• [WORK REQUEST 1] In the dataset entries, write out the rows from the start of the rows through the line containing "box: [240, 105, 266, 141]", replacing "positive clicks" with "foreground clicks" and keeping everything else the same. Omit the pictures from your answer.

• [DOCUMENT EXCERPT]
════
A 3-Step Exercise for Identifying Your Emotions

Emotional intelligence starts with understanding what’s going on inside yourself

A close-up photo of a woman clasping her hands over her chest.
A close-up photo of a woman clasping her hands over her chest.
Photo: fstop123/E+/Getty

DoDo you ever feel misunderstood or underappreciated at work? Do you have a boss who doesn’t ever seem to notice the extra effort you bring to every project? A client who makes urgent demands during off hours or regularly shoots down your ideas?

In situations like these that feel out of your control, changing the way you work probably isn’t the answer. Instead, you might be better off changing the way you relate to and connect with the people around you. Try to understand that difficult boss. Build a rapport with that fussy client. And the way to do that is by cultivating your emotional intelligence.

John Mayer, a psychologist at the University of New Hampshire and one of the leading researchers on emotional intelligence, describes it as “the capacity to reason about emotions and emotional information, and of emotions to enhance thought.” Higher emotional intelligence is related to increased mental and physical health, greater resilience, and stronger personal relationships.

In other words, success isn’t all about IQ tests or other quantitative metrics. If you want to achieve anything meaningful, you must be able to work with other people. From that perspective, emotional intelligence is an essential skill.

But before you can identify other people’s emotions, you must learn to understand your own. Here’s how.
════
• [WORK REQUEST 2] List the benefits that the emotional intelligence article relates to higher emotional intelligence.

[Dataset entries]
════
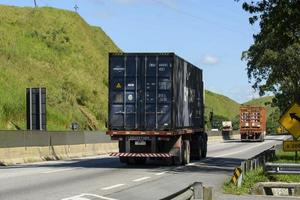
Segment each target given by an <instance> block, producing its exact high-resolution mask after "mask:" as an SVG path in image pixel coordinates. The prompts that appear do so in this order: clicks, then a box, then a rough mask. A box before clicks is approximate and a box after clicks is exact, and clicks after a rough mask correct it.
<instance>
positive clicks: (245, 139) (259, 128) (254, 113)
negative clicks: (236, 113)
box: [240, 105, 266, 141]
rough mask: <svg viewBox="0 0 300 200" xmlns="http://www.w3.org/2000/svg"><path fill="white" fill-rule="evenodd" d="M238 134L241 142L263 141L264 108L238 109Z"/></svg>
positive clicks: (264, 119) (263, 135)
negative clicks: (238, 133) (238, 132)
mask: <svg viewBox="0 0 300 200" xmlns="http://www.w3.org/2000/svg"><path fill="white" fill-rule="evenodd" d="M240 134H241V140H242V141H264V139H265V135H266V108H265V107H260V106H249V105H248V106H241V107H240Z"/></svg>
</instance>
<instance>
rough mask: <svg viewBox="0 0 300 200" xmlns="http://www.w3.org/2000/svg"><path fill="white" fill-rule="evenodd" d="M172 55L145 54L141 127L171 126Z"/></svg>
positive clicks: (171, 91)
mask: <svg viewBox="0 0 300 200" xmlns="http://www.w3.org/2000/svg"><path fill="white" fill-rule="evenodd" d="M172 60H173V59H172V57H171V56H145V57H144V59H143V64H144V65H143V67H142V68H143V70H142V74H141V82H140V83H141V85H142V87H141V89H142V90H143V92H141V95H140V96H141V98H142V99H141V104H140V105H141V106H140V113H141V117H140V118H141V128H144V129H146V130H166V129H170V128H171V116H172V111H171V106H172V98H171V97H172V81H171V80H172V67H173V66H172V65H173V63H172Z"/></svg>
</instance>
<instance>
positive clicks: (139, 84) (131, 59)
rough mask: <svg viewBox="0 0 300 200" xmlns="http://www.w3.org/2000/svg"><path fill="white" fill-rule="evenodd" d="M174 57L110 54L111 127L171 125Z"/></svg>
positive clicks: (115, 128) (120, 128)
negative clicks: (172, 57)
mask: <svg viewBox="0 0 300 200" xmlns="http://www.w3.org/2000/svg"><path fill="white" fill-rule="evenodd" d="M172 60H173V59H172V57H171V56H161V55H159V56H156V55H153V56H152V55H151V56H147V55H141V54H136V55H134V54H130V55H125V56H124V55H120V56H116V55H114V56H110V61H109V62H110V97H109V98H110V99H109V102H110V104H109V106H110V113H109V116H110V123H109V124H110V128H112V129H119V130H123V129H124V130H165V129H170V128H171V114H172V112H171V106H172V98H171V96H172V81H171V80H172V78H171V77H172V67H173V66H172Z"/></svg>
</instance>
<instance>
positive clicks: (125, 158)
mask: <svg viewBox="0 0 300 200" xmlns="http://www.w3.org/2000/svg"><path fill="white" fill-rule="evenodd" d="M119 159H120V162H121V163H126V164H127V161H128V159H127V158H126V157H119Z"/></svg>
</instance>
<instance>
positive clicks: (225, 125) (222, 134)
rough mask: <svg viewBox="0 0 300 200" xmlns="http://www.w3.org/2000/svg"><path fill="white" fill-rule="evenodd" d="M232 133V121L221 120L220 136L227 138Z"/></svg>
mask: <svg viewBox="0 0 300 200" xmlns="http://www.w3.org/2000/svg"><path fill="white" fill-rule="evenodd" d="M231 134H232V122H231V121H222V136H223V139H224V140H229V139H230V136H231Z"/></svg>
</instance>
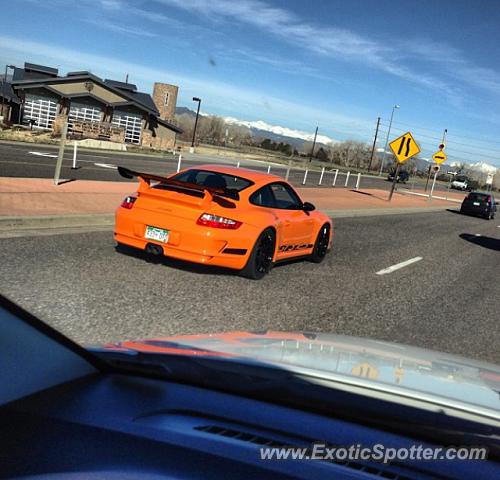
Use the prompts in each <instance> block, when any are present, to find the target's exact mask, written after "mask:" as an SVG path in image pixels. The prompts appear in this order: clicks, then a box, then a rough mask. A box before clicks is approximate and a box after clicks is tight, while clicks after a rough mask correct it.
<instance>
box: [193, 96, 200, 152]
mask: <svg viewBox="0 0 500 480" xmlns="http://www.w3.org/2000/svg"><path fill="white" fill-rule="evenodd" d="M193 102H198V109H197V110H196V120H195V121H194V129H193V141H192V142H191V151H192V152H194V139H195V137H196V126H197V125H198V116H199V115H200V105H201V98H198V97H193ZM192 152H191V153H192Z"/></svg>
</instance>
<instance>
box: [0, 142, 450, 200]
mask: <svg viewBox="0 0 500 480" xmlns="http://www.w3.org/2000/svg"><path fill="white" fill-rule="evenodd" d="M57 151H58V149H57V147H56V146H51V145H36V144H33V145H30V144H22V143H19V144H13V143H0V177H34V178H53V177H54V169H55V164H56V157H57ZM77 159H78V161H77V166H78V167H79V168H78V169H77V170H73V169H71V166H72V160H73V148H72V147H71V146H70V147H68V148H67V149H66V151H65V155H64V161H63V168H62V171H61V178H64V179H82V180H105V181H127V180H126V179H124V178H122V177H120V176H119V175H118V174H117V172H116V170H115V169H114V168H113V167H114V166H116V165H121V166H124V167H128V168H131V169H134V170H139V171H147V172H150V173H156V174H159V175H165V174H169V173H173V172H175V171H176V168H177V157H174V156H173V155H171V154H166V155H165V156H164V157H163V158H161V157H153V156H151V155H136V154H129V153H122V152H112V151H106V150H102V151H97V152H96V151H90V150H87V149H80V150H79V151H78V154H77ZM200 163H220V164H228V165H236V164H237V163H238V159H236V158H228V157H218V156H214V155H199V154H194V155H192V154H189V153H183V161H182V164H181V166H182V168H185V167H192V166H196V165H200ZM240 166H241V167H247V168H252V169H255V170H260V171H267V168H268V164H267V163H265V162H260V161H256V160H241V161H240ZM271 173H274V174H277V175H281V176H283V177H285V174H286V167H285V166H283V165H279V164H271ZM334 179H335V173H334V171H333V170H331V169H330V168H327V169H326V171H325V173H324V175H323V179H322V185H321V186H323V187H325V188H331V186H332V183H333V181H334ZM319 180H320V172H318V171H310V172H308V175H307V179H306V184H305V186H309V187H315V186H318V184H319ZM289 181H290V182H291V183H292V184H294V185H296V186H302V185H303V181H304V170H303V169H292V170H291V172H290V175H289ZM346 181H347V184H346ZM356 181H357V175H350V176H349V178H347V176H346V174H345V173H340V172H339V174H338V175H337V179H336V186H339V187H344V186H347V187H348V188H354V187H355V185H356ZM424 185H425V183H424V181H423V180H422V179H420V178H418V179H412V180H411V181H410V182H408V184H406V185H398V188H401V189H413V188H423V187H424ZM390 186H391V183H390V182H388V181H386V180H385V177H377V176H375V175H374V176H362V177H361V180H360V188H379V189H384V190H389V189H390ZM436 190H440V191H444V190H446V188H445V187H444V186H443V185H442V184H439V183H438V184H436Z"/></svg>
════
• [TASK RESPONSE 1]
Segment each target given by an <instance> block, producing its exact high-resolution mask after "mask:" as an SVG path in image pixel coordinates. The prompts that appear do so in this order: clicks, then a box, then a rough mask. A box before clicks is approximate and a box after clicks is exact, and clicks after a rough mask correct it.
<instance>
foreground clicks: (245, 139) (259, 128) (254, 113)
negative clicks: (236, 113)
box: [240, 105, 266, 141]

• [TASK RESPONSE 2]
- Increased mental and physical health
- Greater resilience
- Stronger personal relationships